### [AIM OF THE EXERCISE]
Can you rewrite all the entries below with "thickest part" replaced by "widest part" and everything else left as it is?

### [INFORMATION GIVEN]
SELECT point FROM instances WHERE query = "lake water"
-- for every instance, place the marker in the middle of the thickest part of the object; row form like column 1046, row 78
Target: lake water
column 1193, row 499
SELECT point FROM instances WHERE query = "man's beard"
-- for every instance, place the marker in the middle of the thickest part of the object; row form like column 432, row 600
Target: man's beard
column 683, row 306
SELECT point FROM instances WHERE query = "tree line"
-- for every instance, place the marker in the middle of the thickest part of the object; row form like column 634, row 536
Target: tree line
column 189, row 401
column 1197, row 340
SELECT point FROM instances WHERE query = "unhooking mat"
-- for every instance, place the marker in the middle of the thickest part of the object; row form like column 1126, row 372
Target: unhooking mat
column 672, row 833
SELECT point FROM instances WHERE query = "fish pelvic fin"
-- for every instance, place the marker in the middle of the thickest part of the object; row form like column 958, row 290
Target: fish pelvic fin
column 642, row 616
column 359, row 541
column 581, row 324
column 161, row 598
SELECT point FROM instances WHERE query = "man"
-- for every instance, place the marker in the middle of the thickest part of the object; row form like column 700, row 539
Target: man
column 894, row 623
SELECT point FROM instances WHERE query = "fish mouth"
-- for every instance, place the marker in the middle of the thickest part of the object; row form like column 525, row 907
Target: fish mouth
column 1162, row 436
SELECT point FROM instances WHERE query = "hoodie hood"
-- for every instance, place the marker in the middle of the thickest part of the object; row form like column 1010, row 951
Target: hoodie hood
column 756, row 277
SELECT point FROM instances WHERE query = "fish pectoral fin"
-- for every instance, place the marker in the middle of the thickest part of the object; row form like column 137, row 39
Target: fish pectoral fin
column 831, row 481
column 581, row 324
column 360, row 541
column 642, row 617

### [REPLY TO THE TASK]
SELECT point FROM instances WHERE query = "lake water"
-- for every instance, place the marker in the middle of the widest part of the object; row form like column 1046, row 78
Target: lake water
column 1193, row 499
SELECT point FROM instances WHERE query = "man's beard"
-- for every instance, place the marker in the middle of the widest part of the object; row form like column 432, row 600
Target: man's beard
column 683, row 306
SELECT point FROM instances WHERE query = "tree line"
-- for every instance, place the marker in the middle of the widest part of the object; row form like column 634, row 536
Target: tree line
column 189, row 401
column 1197, row 340
SELECT point FROM instances WHERE query = "unhooking mat"
-- for every instance, place the marker in the middle of the widest part of the object; row form like column 1126, row 372
Target: unhooking mat
column 672, row 833
SELECT point FROM instances WHERE query = "fish pelvic fin"
-- for every instance, place the marker in the middle of the widest part of the object; row form like column 958, row 290
Target: fish pelvic fin
column 642, row 616
column 359, row 541
column 581, row 324
column 161, row 598
SELECT point FROM instances WHERE query = "man"
-- for every instance, place the marker in the middle of the widest part of the object; row form like column 700, row 539
Target: man
column 894, row 623
SELECT point FROM instances WHERE query = "fish mouth"
-- for every instance, place the marker in the middle of the widest part of the object; row form like column 525, row 907
Target: fish mouth
column 1162, row 436
SELECT point FROM instances WHERE query = "hoodie hood"
-- for every instance, place the marker in the middle of the widest part of the object; row form like column 1010, row 951
Target: hoodie hood
column 756, row 277
SELECT point FROM instances WHERE query = "fish pectoral fin"
-- for every instance, place the marker in the middle of the widest part of the object; row form like column 137, row 39
Target: fish pectoral fin
column 831, row 481
column 581, row 324
column 360, row 541
column 642, row 617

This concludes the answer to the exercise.